Exercise data >>
======

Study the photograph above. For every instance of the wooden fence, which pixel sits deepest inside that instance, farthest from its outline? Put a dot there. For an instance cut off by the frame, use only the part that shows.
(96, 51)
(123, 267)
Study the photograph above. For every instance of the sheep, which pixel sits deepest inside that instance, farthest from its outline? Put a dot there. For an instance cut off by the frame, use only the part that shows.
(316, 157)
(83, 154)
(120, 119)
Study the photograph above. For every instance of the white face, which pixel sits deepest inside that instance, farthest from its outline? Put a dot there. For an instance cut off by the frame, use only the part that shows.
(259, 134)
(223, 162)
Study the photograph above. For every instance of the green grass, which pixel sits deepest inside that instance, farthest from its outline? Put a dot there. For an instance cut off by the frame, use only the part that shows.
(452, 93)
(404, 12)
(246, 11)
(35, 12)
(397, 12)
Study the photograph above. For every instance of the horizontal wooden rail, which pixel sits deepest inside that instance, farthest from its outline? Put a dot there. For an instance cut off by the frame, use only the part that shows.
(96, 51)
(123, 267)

======

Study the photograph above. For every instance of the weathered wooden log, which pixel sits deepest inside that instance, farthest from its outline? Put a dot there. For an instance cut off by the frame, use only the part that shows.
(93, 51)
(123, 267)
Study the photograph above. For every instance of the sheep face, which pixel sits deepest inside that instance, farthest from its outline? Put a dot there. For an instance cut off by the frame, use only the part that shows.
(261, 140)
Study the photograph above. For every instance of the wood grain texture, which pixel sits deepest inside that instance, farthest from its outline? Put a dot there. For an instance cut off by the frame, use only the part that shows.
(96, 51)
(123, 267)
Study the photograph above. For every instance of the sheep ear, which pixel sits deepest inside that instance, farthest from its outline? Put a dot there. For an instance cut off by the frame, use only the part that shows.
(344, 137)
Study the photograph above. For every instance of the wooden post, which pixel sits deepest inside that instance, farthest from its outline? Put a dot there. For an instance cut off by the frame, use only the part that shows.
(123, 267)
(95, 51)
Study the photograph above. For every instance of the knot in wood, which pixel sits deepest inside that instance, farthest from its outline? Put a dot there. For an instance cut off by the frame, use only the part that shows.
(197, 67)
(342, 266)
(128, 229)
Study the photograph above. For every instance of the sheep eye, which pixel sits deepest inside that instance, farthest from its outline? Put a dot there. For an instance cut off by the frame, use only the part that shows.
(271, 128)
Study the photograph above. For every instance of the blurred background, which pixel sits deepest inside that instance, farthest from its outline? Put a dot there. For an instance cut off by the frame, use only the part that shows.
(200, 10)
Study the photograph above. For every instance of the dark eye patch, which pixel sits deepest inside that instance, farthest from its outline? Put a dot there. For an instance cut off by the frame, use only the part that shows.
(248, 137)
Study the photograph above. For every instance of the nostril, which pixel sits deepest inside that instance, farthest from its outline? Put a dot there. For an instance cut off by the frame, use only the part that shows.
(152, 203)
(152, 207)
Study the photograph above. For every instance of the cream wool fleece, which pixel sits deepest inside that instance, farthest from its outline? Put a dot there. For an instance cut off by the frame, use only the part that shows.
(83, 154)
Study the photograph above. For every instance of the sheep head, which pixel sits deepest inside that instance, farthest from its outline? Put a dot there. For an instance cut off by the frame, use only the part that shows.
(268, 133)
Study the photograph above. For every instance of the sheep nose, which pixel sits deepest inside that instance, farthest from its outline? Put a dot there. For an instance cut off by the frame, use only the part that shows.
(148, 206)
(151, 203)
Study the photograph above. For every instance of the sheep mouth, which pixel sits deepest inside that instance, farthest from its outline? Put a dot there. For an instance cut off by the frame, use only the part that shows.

======

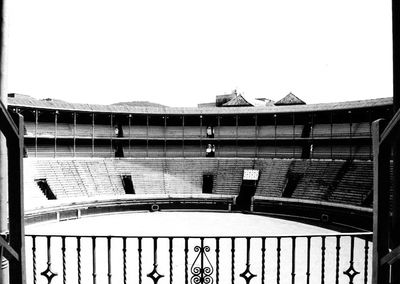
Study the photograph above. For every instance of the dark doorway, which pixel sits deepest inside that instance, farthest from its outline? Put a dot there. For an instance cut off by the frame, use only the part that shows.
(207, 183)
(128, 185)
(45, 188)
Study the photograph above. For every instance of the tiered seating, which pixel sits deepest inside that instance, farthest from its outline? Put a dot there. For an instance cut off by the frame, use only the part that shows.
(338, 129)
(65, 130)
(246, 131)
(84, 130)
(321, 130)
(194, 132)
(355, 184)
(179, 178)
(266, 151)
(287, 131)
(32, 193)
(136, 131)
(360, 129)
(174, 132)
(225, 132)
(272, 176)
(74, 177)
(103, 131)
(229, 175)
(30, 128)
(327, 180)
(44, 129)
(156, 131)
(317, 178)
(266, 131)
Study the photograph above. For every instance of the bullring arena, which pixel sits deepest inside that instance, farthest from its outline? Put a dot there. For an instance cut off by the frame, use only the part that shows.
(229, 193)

======

Directions for this task >> Write down, word for word, the lines above from the one containing "Study the photograph above. For every instance of the cream" through the one containing "sheep mouth, which", both ends included.

Answer section >>
Study the photograph above. For every instance of the cream wool fleece, which pixel sits deepest inside that instance, farthest from its outline? Put a dot there. For an instance cut off by the frame, use only the part that shows.
(83, 154)
Study the photograph above. For every instance of the sheep head, which pixel sits deepest inside that instance, farthest from its outline? Put a dot there. For an instance cut off by the frame, use only the part that shows.
(268, 133)
Study the photograph above. For every instance of the sheep nose, which pixel sits deepest inside that instance, farthest from its outline? Put a dot there. For an instance cut off by the frame, use only the part that shows.
(148, 206)
(151, 203)
Study the photograph above. For every instance of the sheep mouth, which pixel sits deepest inside that instance, farthest from its outline? Put a dot there. For an instance cut off by the frame, use only the part that shows.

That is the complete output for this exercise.